Document section -

============

Over the years, the number of vitamins recommended by NRC for dogs and cats has increased and vitamin requirement values have been revised. For dogs the number of vitamins recommended by the NRC has increased from 10 in 1962 to 13 in 2006 and for cats from 9 in 1962 to 13 in 2006. In the future, L-carnitine may be listed as a requirement. Supplementation of L-carnitine has been beneficial to other species and recently under special circumstances a value for dogs and cats (Blanchard et al., 2002; Sanderson, 2006; Neumann et al., 2007).
Approximately 75% of non-accidental causes of death in dogs are cancer, kidney failure and heart disease. Studies have utilized various supplements which have included vitamin E, L-carnitine, CoQ10 and B-vitamins as therapy treatments for heart disease in dogs (Dove, 2001). Data are accumulating which suggest that many “age-related” diseases, such as cancer and heart disease, are caused in part by free radical damage. Free radicals can be generated by stress factors including weaning, housebreaking, fast gains and disease conditions. Supplementing the pet diet with antioxidants such as vitamin E, vitamin C and beta-carotene can prevent or reduce the negative impact of free radical damage and thereby increase length and quality of life for companion animals (Stowe et al., 2006). Impellizeri et al. (1998) tested a multivitamin antioxidant (Proanthozone®) as a treatment for osteoarthritis secondary to hip dysplasia in dogs and found improvement over controls.
The pet food market contains a wide array of commercial foods for dogs and cats. Some of these foods are formulated to provide adequate nutrition throughout a pet’s lifespan, while other foods have been marketed specifically for a particular stage of life or a specific disease state. This large selection of commercial foods, combined with the pet owners increased awareness of their pets health, has resulted in a greater demand for high-quality food ingredients and continued growth of the pet food industry. Providing adequate quantities of high quality vitamins in pet foods helps insure optimum health of the dog and cat populations.
The dynamics of vitamin allowances (amounts fed) have paralleled the dynamics of vitamin requirements (minimum amounts needed). An allowance today may become a requirement tomorrow. To assure that dogs and cats are fed the amounts of vitamins needed to prevent deficiencies and allow optimum performance, the vitamin fortification levels in pet diets should be reviewed and/or adjusted periodically in accordance with the latest production, processing and storage methods, location conditions, and vitamin nutrition knowledge.

============

Record set -
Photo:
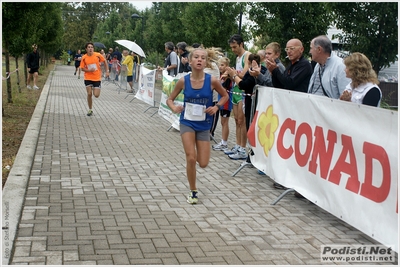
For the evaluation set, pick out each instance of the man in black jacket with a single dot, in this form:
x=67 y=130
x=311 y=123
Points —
x=32 y=60
x=297 y=74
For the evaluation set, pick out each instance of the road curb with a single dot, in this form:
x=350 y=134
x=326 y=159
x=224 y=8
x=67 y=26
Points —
x=14 y=190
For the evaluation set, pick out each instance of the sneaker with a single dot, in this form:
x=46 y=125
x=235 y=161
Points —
x=240 y=154
x=220 y=146
x=231 y=151
x=192 y=198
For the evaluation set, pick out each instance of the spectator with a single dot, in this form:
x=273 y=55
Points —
x=136 y=66
x=363 y=88
x=239 y=150
x=90 y=65
x=212 y=68
x=128 y=63
x=246 y=84
x=297 y=74
x=261 y=53
x=225 y=111
x=264 y=78
x=171 y=62
x=32 y=61
x=272 y=53
x=117 y=53
x=329 y=78
x=77 y=58
x=195 y=115
x=184 y=66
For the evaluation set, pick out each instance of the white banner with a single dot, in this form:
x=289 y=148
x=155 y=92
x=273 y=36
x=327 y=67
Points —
x=147 y=81
x=339 y=155
x=168 y=86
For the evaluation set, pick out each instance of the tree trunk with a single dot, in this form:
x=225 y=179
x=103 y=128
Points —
x=16 y=66
x=25 y=70
x=9 y=91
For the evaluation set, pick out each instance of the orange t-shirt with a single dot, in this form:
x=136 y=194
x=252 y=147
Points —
x=92 y=62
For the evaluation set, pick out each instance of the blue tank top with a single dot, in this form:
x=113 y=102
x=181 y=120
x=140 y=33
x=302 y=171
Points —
x=201 y=96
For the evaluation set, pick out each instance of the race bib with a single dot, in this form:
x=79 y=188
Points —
x=195 y=112
x=92 y=67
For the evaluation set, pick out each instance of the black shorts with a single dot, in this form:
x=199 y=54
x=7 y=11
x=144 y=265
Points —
x=33 y=70
x=200 y=135
x=94 y=84
x=225 y=113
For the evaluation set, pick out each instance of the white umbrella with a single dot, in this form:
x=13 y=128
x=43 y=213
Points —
x=132 y=46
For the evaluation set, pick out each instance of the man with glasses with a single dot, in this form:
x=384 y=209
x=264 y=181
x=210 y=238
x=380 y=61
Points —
x=297 y=74
x=329 y=78
x=90 y=65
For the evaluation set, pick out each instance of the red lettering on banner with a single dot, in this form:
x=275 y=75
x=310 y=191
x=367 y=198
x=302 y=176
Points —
x=316 y=148
x=342 y=166
x=320 y=151
x=303 y=129
x=377 y=194
x=285 y=153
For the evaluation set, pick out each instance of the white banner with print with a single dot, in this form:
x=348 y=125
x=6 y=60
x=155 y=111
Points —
x=339 y=155
x=147 y=81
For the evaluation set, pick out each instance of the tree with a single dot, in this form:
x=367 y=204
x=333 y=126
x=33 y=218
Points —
x=370 y=28
x=280 y=22
x=19 y=33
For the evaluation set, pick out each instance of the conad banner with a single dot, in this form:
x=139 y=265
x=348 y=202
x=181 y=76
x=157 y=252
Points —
x=164 y=111
x=339 y=155
x=147 y=80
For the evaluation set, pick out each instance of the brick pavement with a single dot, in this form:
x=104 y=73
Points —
x=111 y=188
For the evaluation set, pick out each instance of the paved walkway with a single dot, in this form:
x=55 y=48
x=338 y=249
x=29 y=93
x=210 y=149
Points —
x=111 y=189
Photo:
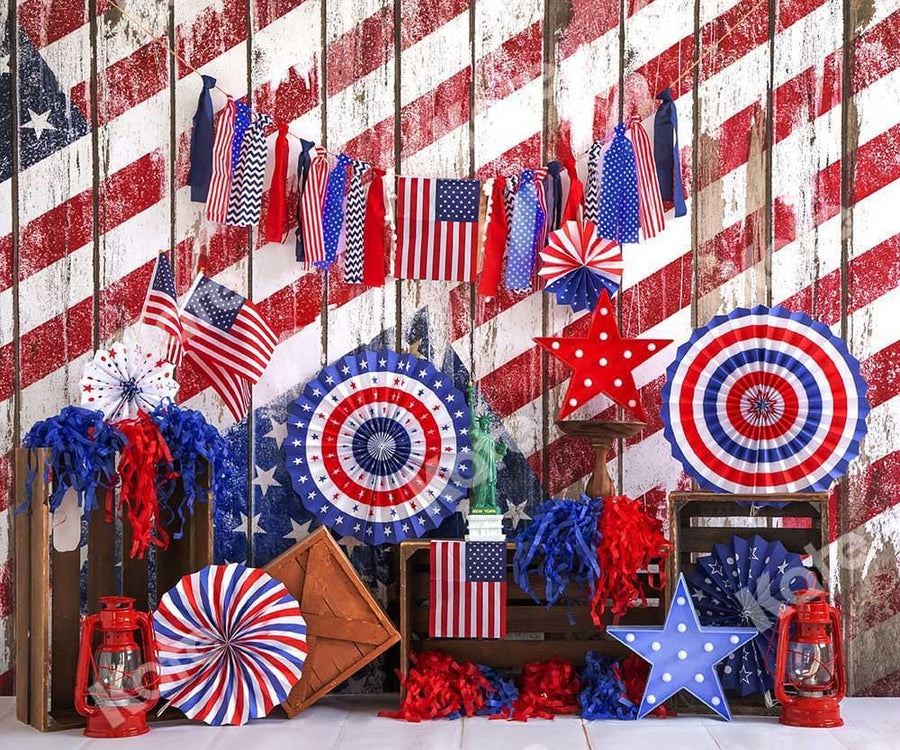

============

Work request 1 -
Answer these questions from the passage on pet vitamins:
(a) How many vitamins did the NRC recommend for cats in 1962?
(b) Approximately what share of non-accidental deaths in dogs is caused by cancer, kidney failure and heart disease?
(c) How does the passage define vitamin requirements?
Work request 2 -
Extract the passage on pet vitamins between "Over the years, the" and "et al., 2007).", inclusive.
The material has nothing to do with the passage on pet vitamins.

Exercise response 1 -
(a) 9
(b) Approximately 75%
(c) As minimum amounts needed

Exercise response 2 -
Over the years, the number of vitamins recommended by NRC for dogs and cats has increased and vitamin requirement values have been revised. For dogs the number of vitamins recommended by the NRC has increased from 10 in 1962 to 13 in 2006 and for cats from 9 in 1962 to 13 in 2006. In the future, L-carnitine may be listed as a requirement. Supplementation of L-carnitine has been beneficial to other species and recently under special circumstances a value for dogs and cats (Blanchard et al., 2002; Sanderson, 2006; Neumann et al., 2007).